WORK TO BE COMPLETED: Return the whole listing, keeping every character the same.

INPUT FOR THIS TASK:
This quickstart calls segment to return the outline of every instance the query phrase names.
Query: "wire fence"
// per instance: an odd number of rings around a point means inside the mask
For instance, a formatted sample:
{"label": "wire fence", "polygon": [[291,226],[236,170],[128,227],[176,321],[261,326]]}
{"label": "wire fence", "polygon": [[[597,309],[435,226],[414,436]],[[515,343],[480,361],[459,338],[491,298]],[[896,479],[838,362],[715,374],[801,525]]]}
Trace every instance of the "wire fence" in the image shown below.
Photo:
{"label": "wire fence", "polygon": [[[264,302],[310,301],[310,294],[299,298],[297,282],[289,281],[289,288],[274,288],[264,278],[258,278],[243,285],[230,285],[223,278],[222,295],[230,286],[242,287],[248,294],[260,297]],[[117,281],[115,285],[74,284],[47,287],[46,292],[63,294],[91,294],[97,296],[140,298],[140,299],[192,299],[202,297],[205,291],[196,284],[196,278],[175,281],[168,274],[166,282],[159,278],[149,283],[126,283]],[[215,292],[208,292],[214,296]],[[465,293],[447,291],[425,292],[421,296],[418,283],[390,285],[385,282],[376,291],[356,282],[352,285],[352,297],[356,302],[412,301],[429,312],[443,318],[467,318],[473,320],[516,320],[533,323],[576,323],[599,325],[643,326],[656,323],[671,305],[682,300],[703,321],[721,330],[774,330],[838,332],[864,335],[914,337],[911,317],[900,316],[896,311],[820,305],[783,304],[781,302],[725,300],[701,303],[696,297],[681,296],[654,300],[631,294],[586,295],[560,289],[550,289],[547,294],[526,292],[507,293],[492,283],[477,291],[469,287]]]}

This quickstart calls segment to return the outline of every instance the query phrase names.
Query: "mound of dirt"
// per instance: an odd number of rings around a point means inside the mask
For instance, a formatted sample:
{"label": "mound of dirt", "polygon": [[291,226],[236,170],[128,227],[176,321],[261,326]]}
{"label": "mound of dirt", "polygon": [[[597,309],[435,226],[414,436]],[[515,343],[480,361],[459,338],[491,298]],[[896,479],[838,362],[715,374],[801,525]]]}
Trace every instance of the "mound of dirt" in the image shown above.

WRITTEN RESPONSE:
This quickstart calls segment to return the outline of every instance the query phrase names.
Query: "wire fence"
// per instance: an odd number of rings around a point means inside the mask
For instance, a formatted sample:
{"label": "wire fence", "polygon": [[291,226],[236,170],[128,227],[176,321],[261,326]]}
{"label": "wire fence", "polygon": [[[597,309],[435,226],[414,436]],[[515,343],[480,361],[459,338],[491,298]],[[896,479],[838,362],[715,374],[801,525]]]}
Trace every instance of the "wire fence" in the image shown below.
Photo:
{"label": "wire fence", "polygon": [[[264,302],[310,301],[310,294],[299,298],[297,282],[289,281],[289,288],[274,288],[264,278],[258,278],[243,285],[230,285],[223,278],[222,295],[230,286],[242,287],[248,294],[260,297]],[[117,281],[115,285],[74,284],[47,287],[46,292],[63,294],[91,294],[97,296],[140,298],[140,299],[192,299],[202,297],[205,291],[196,284],[196,278],[175,281],[168,274],[166,282],[159,278],[149,283],[126,283]],[[215,292],[208,292],[214,296]],[[465,293],[447,291],[425,292],[421,296],[418,283],[390,285],[385,282],[376,291],[356,282],[352,285],[352,297],[356,302],[412,301],[429,312],[443,318],[467,318],[473,320],[516,320],[533,323],[576,323],[599,325],[643,326],[656,323],[671,305],[682,300],[703,321],[721,330],[774,330],[838,332],[864,335],[914,337],[911,317],[900,316],[896,311],[820,305],[783,304],[781,302],[725,300],[701,303],[696,297],[681,296],[654,300],[631,294],[586,295],[560,289],[550,289],[547,294],[526,292],[507,293],[492,283],[477,291],[469,287]]]}

This quickstart calls segment to return the outline of every instance the query phrase names.
Query: "mound of dirt"
// per instance: an odd number of rings around a point means inside the mask
For instance, a formatted sample:
{"label": "mound of dirt", "polygon": [[291,226],[236,170],[128,227],[176,321],[261,326]]}
{"label": "mound of dirt", "polygon": [[[597,309],[435,226],[414,436]],[[515,343],[480,361],[459,338],[491,298]],[[896,479],[838,362],[715,374],[801,525]]]}
Trace every instance of the "mound of dirt" in the image shown above.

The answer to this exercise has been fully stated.